◆ **Exercise aim**
For this task, output every entry below exactly and omit the pictures.

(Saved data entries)
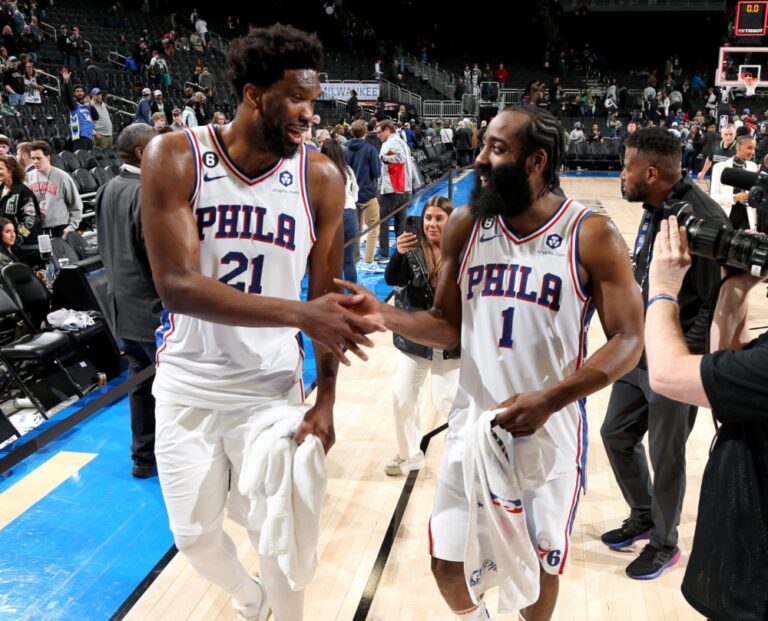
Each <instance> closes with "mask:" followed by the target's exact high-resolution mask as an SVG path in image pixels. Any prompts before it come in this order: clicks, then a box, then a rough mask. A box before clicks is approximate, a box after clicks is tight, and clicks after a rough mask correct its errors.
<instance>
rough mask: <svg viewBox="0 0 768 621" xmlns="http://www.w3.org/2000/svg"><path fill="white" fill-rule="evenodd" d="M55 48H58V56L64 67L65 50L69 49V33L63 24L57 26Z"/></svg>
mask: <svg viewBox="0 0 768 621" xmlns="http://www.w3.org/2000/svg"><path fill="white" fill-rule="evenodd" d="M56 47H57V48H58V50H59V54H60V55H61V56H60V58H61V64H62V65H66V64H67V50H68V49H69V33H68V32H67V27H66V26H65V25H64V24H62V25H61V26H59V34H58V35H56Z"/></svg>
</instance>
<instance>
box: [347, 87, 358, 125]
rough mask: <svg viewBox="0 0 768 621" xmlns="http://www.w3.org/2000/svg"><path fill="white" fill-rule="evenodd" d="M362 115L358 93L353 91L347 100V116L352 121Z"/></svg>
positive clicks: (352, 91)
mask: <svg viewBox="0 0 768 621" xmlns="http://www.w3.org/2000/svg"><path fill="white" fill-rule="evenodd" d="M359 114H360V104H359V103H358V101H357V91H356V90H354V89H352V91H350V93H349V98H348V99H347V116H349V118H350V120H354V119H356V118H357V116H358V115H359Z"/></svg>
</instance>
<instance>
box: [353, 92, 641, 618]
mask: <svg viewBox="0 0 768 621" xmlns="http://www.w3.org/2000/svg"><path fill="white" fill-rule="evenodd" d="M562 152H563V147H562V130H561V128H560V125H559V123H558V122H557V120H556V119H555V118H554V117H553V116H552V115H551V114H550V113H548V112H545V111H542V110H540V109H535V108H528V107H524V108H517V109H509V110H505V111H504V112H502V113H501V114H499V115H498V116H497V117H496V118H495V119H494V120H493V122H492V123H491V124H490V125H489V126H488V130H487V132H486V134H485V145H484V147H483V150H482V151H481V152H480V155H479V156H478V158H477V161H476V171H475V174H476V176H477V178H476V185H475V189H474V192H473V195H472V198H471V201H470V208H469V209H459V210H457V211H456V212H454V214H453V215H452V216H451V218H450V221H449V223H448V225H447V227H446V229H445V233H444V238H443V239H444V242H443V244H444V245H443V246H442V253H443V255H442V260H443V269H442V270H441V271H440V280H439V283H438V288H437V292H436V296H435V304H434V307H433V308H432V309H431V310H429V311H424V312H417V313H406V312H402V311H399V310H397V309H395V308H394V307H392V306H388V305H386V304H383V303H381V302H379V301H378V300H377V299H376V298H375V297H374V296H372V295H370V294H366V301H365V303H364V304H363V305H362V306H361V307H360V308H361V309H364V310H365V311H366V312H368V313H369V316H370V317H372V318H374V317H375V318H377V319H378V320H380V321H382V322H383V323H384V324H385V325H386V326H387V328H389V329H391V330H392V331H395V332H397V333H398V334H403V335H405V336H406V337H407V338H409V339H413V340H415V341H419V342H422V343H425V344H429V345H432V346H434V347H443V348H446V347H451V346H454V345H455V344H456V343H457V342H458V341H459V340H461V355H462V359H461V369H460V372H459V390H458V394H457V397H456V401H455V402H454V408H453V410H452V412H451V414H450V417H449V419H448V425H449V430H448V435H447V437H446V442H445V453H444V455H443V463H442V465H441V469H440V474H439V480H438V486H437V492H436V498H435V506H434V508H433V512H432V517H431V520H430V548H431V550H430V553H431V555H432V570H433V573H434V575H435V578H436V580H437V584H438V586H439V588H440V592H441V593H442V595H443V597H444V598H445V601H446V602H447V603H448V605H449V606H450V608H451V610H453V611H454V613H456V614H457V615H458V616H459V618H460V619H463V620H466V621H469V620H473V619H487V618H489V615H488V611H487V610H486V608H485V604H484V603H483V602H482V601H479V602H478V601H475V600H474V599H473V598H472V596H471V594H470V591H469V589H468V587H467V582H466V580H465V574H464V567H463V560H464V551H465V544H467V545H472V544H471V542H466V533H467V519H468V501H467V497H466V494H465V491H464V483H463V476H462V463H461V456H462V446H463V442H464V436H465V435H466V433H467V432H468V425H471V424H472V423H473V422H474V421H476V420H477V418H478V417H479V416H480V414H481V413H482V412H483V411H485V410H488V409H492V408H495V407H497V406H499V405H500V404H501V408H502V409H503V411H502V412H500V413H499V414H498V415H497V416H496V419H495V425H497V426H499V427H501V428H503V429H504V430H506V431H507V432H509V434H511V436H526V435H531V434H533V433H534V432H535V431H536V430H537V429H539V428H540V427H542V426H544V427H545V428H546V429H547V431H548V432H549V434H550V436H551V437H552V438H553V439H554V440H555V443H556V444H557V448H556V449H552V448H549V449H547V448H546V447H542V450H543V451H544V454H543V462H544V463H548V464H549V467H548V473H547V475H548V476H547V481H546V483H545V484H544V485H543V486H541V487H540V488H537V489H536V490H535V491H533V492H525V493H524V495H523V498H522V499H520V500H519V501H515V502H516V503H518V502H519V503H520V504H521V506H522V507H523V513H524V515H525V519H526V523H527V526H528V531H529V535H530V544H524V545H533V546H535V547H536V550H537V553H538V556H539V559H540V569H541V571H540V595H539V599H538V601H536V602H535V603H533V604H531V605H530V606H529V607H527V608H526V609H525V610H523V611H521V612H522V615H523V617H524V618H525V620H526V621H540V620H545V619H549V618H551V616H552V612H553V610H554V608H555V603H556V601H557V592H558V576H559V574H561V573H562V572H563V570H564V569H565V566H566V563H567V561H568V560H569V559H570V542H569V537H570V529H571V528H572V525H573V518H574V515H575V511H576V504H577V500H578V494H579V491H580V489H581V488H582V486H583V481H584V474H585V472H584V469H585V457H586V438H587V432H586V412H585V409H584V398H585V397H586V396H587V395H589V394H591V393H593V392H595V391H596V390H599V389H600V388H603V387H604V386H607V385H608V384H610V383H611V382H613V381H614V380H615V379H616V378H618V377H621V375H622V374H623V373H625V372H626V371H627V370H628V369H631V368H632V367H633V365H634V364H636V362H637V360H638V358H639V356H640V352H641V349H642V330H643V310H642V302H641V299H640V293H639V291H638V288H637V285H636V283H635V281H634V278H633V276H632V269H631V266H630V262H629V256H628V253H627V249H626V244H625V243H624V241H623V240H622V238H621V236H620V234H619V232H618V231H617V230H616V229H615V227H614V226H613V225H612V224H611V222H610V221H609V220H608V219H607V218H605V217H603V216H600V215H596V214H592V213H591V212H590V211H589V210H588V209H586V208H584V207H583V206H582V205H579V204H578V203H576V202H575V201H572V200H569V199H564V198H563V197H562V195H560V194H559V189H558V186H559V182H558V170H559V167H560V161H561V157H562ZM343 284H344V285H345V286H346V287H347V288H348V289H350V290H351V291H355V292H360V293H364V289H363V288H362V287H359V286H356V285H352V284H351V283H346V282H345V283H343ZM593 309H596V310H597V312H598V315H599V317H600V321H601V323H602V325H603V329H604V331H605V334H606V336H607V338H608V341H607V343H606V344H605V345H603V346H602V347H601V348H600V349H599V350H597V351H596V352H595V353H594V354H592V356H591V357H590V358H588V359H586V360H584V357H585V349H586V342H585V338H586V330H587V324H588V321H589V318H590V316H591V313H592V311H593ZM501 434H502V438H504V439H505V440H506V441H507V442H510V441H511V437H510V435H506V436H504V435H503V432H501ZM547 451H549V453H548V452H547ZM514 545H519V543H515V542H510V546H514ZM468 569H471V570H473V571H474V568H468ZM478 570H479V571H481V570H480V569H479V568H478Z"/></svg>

◆ **Solution for this task**
Each <instance> closes with "mask:" followed by the target's exact high-resolution mask as an SVG path in image pixels. Any prompts before it come in this order: clicks, then a box, then a rough mask. A box before clicks is approximate, a box after clicks is tight, and clicks after a rough mask correct its errors.
<instance>
rough mask: <svg viewBox="0 0 768 621" xmlns="http://www.w3.org/2000/svg"><path fill="white" fill-rule="evenodd" d="M55 48H58V56L64 67L65 50L69 49V33L63 24L57 26Z"/></svg>
mask: <svg viewBox="0 0 768 621" xmlns="http://www.w3.org/2000/svg"><path fill="white" fill-rule="evenodd" d="M56 47H57V48H58V50H59V54H60V55H61V56H60V58H61V64H62V65H66V64H67V50H68V49H69V33H68V32H67V27H66V26H65V25H64V24H62V25H61V26H59V34H58V35H56Z"/></svg>
</instance>
<instance>
box: [347, 87, 358, 125]
rough mask: <svg viewBox="0 0 768 621" xmlns="http://www.w3.org/2000/svg"><path fill="white" fill-rule="evenodd" d="M362 115L358 93L353 91L347 100V116L352 121Z"/></svg>
positive clicks: (352, 91)
mask: <svg viewBox="0 0 768 621" xmlns="http://www.w3.org/2000/svg"><path fill="white" fill-rule="evenodd" d="M359 114H360V104H359V103H358V101H357V91H356V90H354V89H352V91H350V93H349V98H348V99H347V116H349V118H350V120H354V119H356V118H357V116H358V115H359Z"/></svg>
</instance>
<instance>
box: [353, 92, 641, 618]
mask: <svg viewBox="0 0 768 621" xmlns="http://www.w3.org/2000/svg"><path fill="white" fill-rule="evenodd" d="M562 152H563V147H562V130H561V128H560V125H559V123H558V122H557V120H556V119H555V118H554V117H553V116H552V115H551V114H550V113H548V112H545V111H542V110H540V109H535V108H528V107H524V108H517V109H509V110H505V111H504V112H502V113H501V114H499V115H498V116H497V117H496V118H495V119H494V120H493V122H492V123H491V124H490V125H489V126H488V130H487V132H486V134H485V145H484V147H483V150H482V151H481V152H480V155H479V156H478V158H477V161H476V171H475V174H476V176H477V178H476V185H475V189H474V192H473V195H472V198H471V201H470V208H469V209H459V210H457V211H456V212H454V214H453V215H452V216H451V218H450V221H449V223H448V225H447V227H446V229H445V233H444V238H443V239H444V242H443V244H444V245H443V246H442V253H443V255H442V260H443V269H442V270H441V271H440V280H439V283H438V288H437V292H436V296H435V304H434V307H433V308H432V309H431V310H429V311H424V312H417V313H406V312H402V311H399V310H397V309H395V308H394V307H392V306H388V305H386V304H383V303H381V302H379V301H378V300H377V299H376V298H375V297H374V296H372V295H370V294H366V301H365V303H364V304H363V305H362V306H361V307H360V308H361V309H364V310H365V311H366V312H368V313H369V316H370V317H372V318H374V317H375V318H377V319H378V320H380V321H382V322H383V323H384V324H385V325H386V326H387V328H389V329H391V330H392V331H395V332H397V333H398V334H403V335H405V336H406V337H407V338H409V339H413V340H415V341H419V342H422V343H425V344H429V345H432V346H434V347H443V348H446V347H451V346H454V345H455V344H456V343H457V342H458V341H459V340H461V355H462V359H461V369H460V372H459V390H458V394H457V397H456V401H455V402H454V408H453V410H452V412H451V414H450V417H449V419H448V425H449V430H448V435H447V437H446V442H445V453H444V455H443V463H442V465H441V469H440V474H439V480H438V486H437V492H436V498H435V506H434V508H433V512H432V517H431V520H430V548H431V550H430V553H431V555H432V570H433V573H434V575H435V578H436V580H437V584H438V586H439V588H440V592H441V593H442V595H443V597H444V598H445V601H446V602H447V603H448V605H449V606H450V608H451V610H453V611H454V613H456V614H457V615H458V616H459V618H460V619H463V620H466V621H469V620H473V619H487V618H489V615H488V611H487V610H486V608H485V604H484V603H483V602H482V601H479V602H478V601H475V600H474V599H473V598H472V596H471V594H470V591H469V589H468V587H467V582H466V580H465V574H464V567H463V560H464V551H465V544H467V545H472V544H471V542H466V533H467V519H468V501H467V497H466V494H465V491H464V483H463V476H462V463H461V456H462V446H463V442H464V436H465V435H466V433H467V432H468V425H471V424H472V423H473V422H474V421H476V420H477V418H478V417H479V416H480V414H481V413H482V412H483V411H485V410H488V409H492V408H495V407H497V406H499V405H500V404H501V408H502V409H503V411H502V412H500V413H499V414H498V415H497V416H496V419H495V425H497V426H499V427H501V428H503V429H504V430H506V431H507V432H509V434H511V436H526V435H531V434H533V433H534V432H535V431H536V430H537V429H539V428H540V427H542V426H544V427H545V428H546V429H547V431H548V432H549V434H550V436H551V437H552V438H553V439H554V440H555V443H556V444H557V448H556V449H552V448H549V449H547V448H546V447H542V450H543V451H544V454H543V462H544V463H548V464H549V467H548V473H547V475H548V476H547V481H546V483H545V484H544V485H543V486H541V487H540V488H537V489H536V490H535V491H533V492H525V493H524V495H523V498H522V499H520V500H519V501H515V502H516V503H518V502H519V503H520V504H521V506H522V507H523V513H524V515H525V519H526V523H527V526H528V531H529V535H530V544H524V545H533V546H535V547H536V550H537V553H538V556H539V559H540V569H541V571H540V595H539V599H538V601H536V602H535V603H533V604H531V605H530V606H529V607H527V608H526V609H525V610H523V611H521V612H522V615H523V617H524V618H525V620H526V621H540V620H545V619H549V618H551V616H552V612H553V610H554V608H555V603H556V601H557V592H558V576H559V574H561V573H562V572H563V570H564V569H565V566H566V563H567V561H568V560H569V559H570V542H569V537H570V529H571V528H572V525H573V518H574V515H575V511H576V504H577V500H578V494H579V491H580V489H581V488H582V486H583V481H584V474H585V472H584V469H585V457H586V438H587V432H586V412H585V409H584V398H585V397H586V396H587V395H589V394H591V393H593V392H595V391H596V390H599V389H600V388H603V387H604V386H607V385H608V384H610V383H611V382H613V381H614V380H615V379H616V378H618V377H621V375H622V374H623V373H625V372H626V371H627V370H628V369H631V368H632V367H633V365H634V364H636V362H637V360H638V358H639V356H640V352H641V349H642V330H643V310H642V302H641V299H640V293H639V291H638V288H637V285H636V283H635V281H634V278H633V276H632V269H631V266H630V262H629V256H628V253H627V249H626V244H625V243H624V241H623V240H622V238H621V236H620V234H619V232H618V231H617V230H616V229H615V227H614V226H613V225H612V224H611V222H610V221H609V220H608V219H607V218H605V217H603V216H600V215H596V214H592V213H591V212H590V211H589V210H588V209H586V208H584V207H583V206H582V205H579V204H578V203H576V202H575V201H572V200H569V199H564V198H563V197H562V195H560V194H559V189H558V186H559V182H558V170H559V167H560V161H561V157H562ZM343 284H344V285H345V286H346V287H347V288H348V289H350V290H351V291H355V292H360V293H364V289H363V288H362V287H359V286H356V285H352V284H351V283H346V282H345V283H343ZM593 309H596V310H597V312H598V315H599V317H600V321H601V323H602V325H603V329H604V331H605V334H606V336H607V338H608V341H607V343H606V344H605V345H603V346H602V347H601V348H600V349H599V350H597V351H596V352H595V353H594V354H592V356H591V357H590V358H588V359H586V360H584V357H585V349H586V342H585V338H586V330H587V324H588V321H589V318H590V316H591V313H592V311H593ZM501 434H502V438H504V439H505V440H506V441H507V442H510V441H511V437H510V435H506V436H504V435H503V432H501ZM547 451H549V453H548V452H547ZM514 545H519V543H515V542H510V546H514ZM468 569H471V570H473V571H474V568H468ZM478 570H479V571H481V570H480V569H479V568H478Z"/></svg>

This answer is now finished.